■ **What is needed**
Produce an exact copy of all records below.

★ ★ ★ ★ ★

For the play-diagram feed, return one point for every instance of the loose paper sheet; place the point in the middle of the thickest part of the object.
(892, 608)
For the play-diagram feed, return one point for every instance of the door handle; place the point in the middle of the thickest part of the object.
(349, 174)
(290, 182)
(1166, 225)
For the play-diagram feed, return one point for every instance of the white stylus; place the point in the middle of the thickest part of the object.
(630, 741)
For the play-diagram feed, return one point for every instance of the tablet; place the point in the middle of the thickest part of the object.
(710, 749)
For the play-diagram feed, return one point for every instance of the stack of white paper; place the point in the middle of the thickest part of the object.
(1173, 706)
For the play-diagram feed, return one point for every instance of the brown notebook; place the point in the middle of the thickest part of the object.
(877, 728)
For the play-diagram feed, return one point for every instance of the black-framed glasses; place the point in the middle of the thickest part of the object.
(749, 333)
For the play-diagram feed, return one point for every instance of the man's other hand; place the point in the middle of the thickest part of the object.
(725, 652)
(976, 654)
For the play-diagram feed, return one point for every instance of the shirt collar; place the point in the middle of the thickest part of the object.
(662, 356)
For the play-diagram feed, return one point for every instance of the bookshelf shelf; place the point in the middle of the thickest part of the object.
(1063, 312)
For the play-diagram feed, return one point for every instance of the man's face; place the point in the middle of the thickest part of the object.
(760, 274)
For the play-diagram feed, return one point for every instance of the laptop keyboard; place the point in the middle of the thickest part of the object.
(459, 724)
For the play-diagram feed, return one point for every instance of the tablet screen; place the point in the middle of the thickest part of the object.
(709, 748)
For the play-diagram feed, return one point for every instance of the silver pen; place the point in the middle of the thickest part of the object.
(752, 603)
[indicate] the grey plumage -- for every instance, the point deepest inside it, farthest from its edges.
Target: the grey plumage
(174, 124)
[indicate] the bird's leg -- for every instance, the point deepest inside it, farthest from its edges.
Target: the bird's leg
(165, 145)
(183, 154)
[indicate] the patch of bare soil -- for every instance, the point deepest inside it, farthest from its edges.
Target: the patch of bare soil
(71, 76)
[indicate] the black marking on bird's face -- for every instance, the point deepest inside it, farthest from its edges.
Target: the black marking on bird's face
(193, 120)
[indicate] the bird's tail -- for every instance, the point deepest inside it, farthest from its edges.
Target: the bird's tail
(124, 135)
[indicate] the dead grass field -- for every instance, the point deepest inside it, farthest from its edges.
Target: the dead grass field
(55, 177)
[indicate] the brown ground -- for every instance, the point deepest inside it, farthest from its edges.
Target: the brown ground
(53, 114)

★ ★ ★ ★ ★

■ **Task result**
For the play-diagram feed, return one point for every instance of the loose paper sheet; place the point in the middle of the thickest part of the object.
(892, 608)
For the play-diagram feed, return one point for every instance of the door handle; place the point in the middle of the thickest part of the object.
(349, 174)
(290, 182)
(1166, 225)
For the play-diagram feed, return one point for every instance of the white stylus; place the point in the middle of the thickest part of the object.
(630, 741)
For the play-diagram feed, return one point for every instance of the tablet; place the point in the middle of the thickest part of the object.
(710, 749)
For the play-diagram feed, return one point for every instance of the stack of white paper; place the point in the middle of the thickest part of the object.
(1173, 706)
For the play-diagram feed, return one point for every instance of the brown notebook; place the point in the middle of the thickest part of the object.
(877, 728)
For the play-diagram feed, return one point for every instance of the black-framed glasses; place the point in the middle of the thickest part of the object.
(749, 333)
For the play-diagram feed, return one point for every instance of the man's other hand; place the point in the middle of the thickest part of the object.
(725, 652)
(976, 654)
For the play-diagram feed, return one point for every instance of the shirt collar; place the point in the middle of the thickest part of the object.
(662, 356)
For the play-diagram feed, return one point for every instance of the bookshelf shelf; place the point in the middle of the thickest part of the object.
(1063, 312)
For the play-diagram feed, return one point for every instance of the man's face; place the point in the middle of the thickest part of the object.
(760, 274)
For the play-diagram feed, return one point for every instance of the laptop keyboard; place the point in the middle of the thickest part of the object.
(459, 724)
For the play-diagram feed, return one point for every instance of the tablet screen; place the point in the middle of the thickest part of the object.
(709, 748)
For the play-diagram feed, return one point for every instance of the silver pen; place the point in the middle of the thickest part of the object.
(752, 603)
[indicate] the grey plumage -- for every instance, the point deepest inside it, farthest from its edges.
Target: the grey plumage
(174, 124)
[indicate] the bird's leg -- for every instance, the point deepest inside it, farthest from its edges.
Target: the bird's leg
(165, 145)
(183, 154)
[indicate] the patch of bare soil -- for every instance, the point deepest inside it, farthest from its edges.
Target: the patch of bare soil
(71, 76)
[indicate] the black marking on bird's face -- for every instance, the point deepest inside it, farthest from its edges.
Target: the black marking on bird's face
(193, 120)
[indicate] the bird's tail -- for every instance, the point deepest inside it, farthest from its edges.
Target: the bird's tail
(124, 135)
[indicate] the dead grass field -- for every instance, the point deepest inside it, farthest from its edges.
Target: the dead grass field
(55, 177)
[indicate] the brown ground -- for every instance, the point deepest inside it, farthest from its edges.
Target: the brown ground
(53, 114)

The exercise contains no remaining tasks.